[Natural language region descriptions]
┄┄┄┄┄┄┄┄┄┄
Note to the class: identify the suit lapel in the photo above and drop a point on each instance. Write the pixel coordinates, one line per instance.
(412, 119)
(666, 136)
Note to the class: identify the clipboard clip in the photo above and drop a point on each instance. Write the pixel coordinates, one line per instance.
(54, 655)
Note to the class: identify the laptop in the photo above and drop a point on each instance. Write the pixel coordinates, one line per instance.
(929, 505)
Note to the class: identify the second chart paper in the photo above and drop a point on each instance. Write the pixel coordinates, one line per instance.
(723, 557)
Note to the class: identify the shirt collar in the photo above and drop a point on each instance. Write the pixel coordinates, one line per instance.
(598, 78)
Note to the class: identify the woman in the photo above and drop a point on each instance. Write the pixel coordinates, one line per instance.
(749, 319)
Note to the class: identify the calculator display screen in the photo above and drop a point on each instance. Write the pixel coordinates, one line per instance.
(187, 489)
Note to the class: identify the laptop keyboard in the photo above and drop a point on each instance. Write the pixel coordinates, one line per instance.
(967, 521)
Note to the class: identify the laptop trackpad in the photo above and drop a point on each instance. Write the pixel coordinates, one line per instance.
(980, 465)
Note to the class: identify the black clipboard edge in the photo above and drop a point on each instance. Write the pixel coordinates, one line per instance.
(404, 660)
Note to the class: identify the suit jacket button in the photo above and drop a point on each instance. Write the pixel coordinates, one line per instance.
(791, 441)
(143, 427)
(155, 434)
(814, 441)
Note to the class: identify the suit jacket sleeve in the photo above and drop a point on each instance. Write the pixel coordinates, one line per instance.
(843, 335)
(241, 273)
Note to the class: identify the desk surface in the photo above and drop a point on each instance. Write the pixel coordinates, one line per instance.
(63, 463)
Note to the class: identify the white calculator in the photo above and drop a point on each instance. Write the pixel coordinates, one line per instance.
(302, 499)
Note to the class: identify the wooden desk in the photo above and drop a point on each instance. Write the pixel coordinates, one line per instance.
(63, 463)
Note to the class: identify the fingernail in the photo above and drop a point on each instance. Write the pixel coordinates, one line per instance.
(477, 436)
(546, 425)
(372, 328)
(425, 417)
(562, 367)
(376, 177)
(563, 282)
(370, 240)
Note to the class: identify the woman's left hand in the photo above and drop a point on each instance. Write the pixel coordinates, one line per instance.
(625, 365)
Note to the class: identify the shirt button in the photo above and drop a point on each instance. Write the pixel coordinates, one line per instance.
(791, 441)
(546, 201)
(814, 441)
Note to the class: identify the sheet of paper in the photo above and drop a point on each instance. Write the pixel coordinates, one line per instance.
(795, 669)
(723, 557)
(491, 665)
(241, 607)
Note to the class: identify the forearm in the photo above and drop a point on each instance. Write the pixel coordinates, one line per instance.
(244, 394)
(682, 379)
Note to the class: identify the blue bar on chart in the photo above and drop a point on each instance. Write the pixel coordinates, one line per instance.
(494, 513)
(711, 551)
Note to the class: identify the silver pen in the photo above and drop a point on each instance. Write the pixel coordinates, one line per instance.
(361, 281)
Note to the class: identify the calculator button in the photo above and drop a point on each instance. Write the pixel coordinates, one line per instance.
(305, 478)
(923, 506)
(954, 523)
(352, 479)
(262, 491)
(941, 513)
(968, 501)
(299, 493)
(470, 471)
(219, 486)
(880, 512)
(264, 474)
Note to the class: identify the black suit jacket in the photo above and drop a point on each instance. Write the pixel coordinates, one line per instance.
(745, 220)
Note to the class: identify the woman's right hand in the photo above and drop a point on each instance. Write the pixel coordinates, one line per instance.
┄┄┄┄┄┄┄┄┄┄
WHAT IS NEEDED:
Each line above is to be restated exactly as it stands.

OUTPUT FOR THIS EXERCISE:
Note to the class: identify the suit lapel in the photo above and drop a point on each instance. Write the pixel coordinates, one line per instance.
(412, 119)
(666, 136)
Note to the class: identify the clipboard clip in the photo above and drop a point on each instance. Write the pixel coordinates, one line per instance.
(54, 655)
Note to the class: identify the laptop in the photo above and drop a point on each instance. Write the pixel coordinates, one line per instance.
(929, 505)
Note to the class: identify the second chart paper in the photo above and drop a point on each instance. Write the pixel coordinates, one line per instance.
(723, 557)
Note to the class: identify the shirt collar in the photo above and drop a point on each instance. Write the pixel coordinates, one line per instance.
(598, 78)
Note to the class: identify the woman in the photo above and drop a point on each instance. Write the pixel coordinates, one line per instance.
(749, 319)
Note to the class: identify the calculator display screen in the photo above and drop a point on each instance. Write the pixel coordinates, one line per instance.
(187, 489)
Note to the class: identify the laptop keyboard in the photo above and drop a point on each instance. Write the pixel coordinates, one line per instance.
(967, 521)
Note to the class: identify the laptop trackpad in the photo above and drop a point on each instance. Write the pixel coordinates, one line per instance.
(980, 465)
Note to the class: identify the black clipboard edge in the photo above and drop a point on each instance. Write the pixel coordinates, one line per instance.
(404, 660)
Note to the class: identify the suit jacket button in the photo above and drop a point on each instance. Write the pixel coordinates, one line per instance.
(791, 441)
(143, 427)
(155, 434)
(814, 441)
Note to the class: identify the suit jacket sleeve in the photo above and drop a point on each instance. Write the pixel coordinates, one line per instance.
(843, 335)
(241, 273)
Note to the class: identify the desk surface in the photo above and drop a point on each instance. Write the pixel coordinates, one line per instance.
(63, 463)
Note to the class: identify the white calculator in the photo above and drop a point on each instance. Write the pixel coordinates, one line per instance.
(302, 499)
Note to the class: identify the wooden desk in the photo above and drop a point on each instance. Write the pixel coordinates, one line per instance.
(63, 463)
Note to the class: identify the fingernail in the photo above and drop a point on each instance. Write the pixel coordinates, one line per instance.
(477, 436)
(546, 425)
(372, 328)
(425, 417)
(562, 367)
(376, 177)
(563, 282)
(370, 240)
Note to the class: identify the woman's left hand in the photo above and drop a point on each instance. Write the pixel coordinates, one line per instance.
(625, 365)
Note to the class: identify the shirt button in the photo above and drop a point on each instance. Write the pixel coordinates, one line per instance.
(791, 441)
(546, 201)
(814, 441)
Note to the class: identify the sheet of paper in the photo above and drop a point on each instance. Write the pixel coordinates, one line per instance.
(795, 669)
(723, 557)
(491, 665)
(241, 607)
Note to the class: identify the forearm in the photo above and drop a point on each instance. Write the pixel coordinates, one line per instance.
(244, 394)
(682, 379)
Note to the class: identify the blue bar on chart in the photo above and drop a point on each instance. Write the pixel coordinates, one line per instance.
(494, 513)
(711, 551)
Note to the class: identify the silver pen in the photo above and drop a point on each instance. Write the pixel coordinates, one line per instance.
(361, 281)
Note to the class: identify the calculator button in the photo above and drop a point on each instance. Write the pixel coordinates, one line per instance.
(305, 478)
(923, 506)
(954, 523)
(352, 479)
(262, 491)
(941, 513)
(968, 501)
(299, 493)
(470, 471)
(219, 486)
(880, 512)
(264, 474)
Note to the class: identify the black suit jacket in the photo above and drop a point on each instance. Write the pixel coordinates, one line per instance.
(745, 220)
Note to the class: identify the woman's right hand in the photo above and drop a point on each instance. Write the pixel coordinates, one line per instance.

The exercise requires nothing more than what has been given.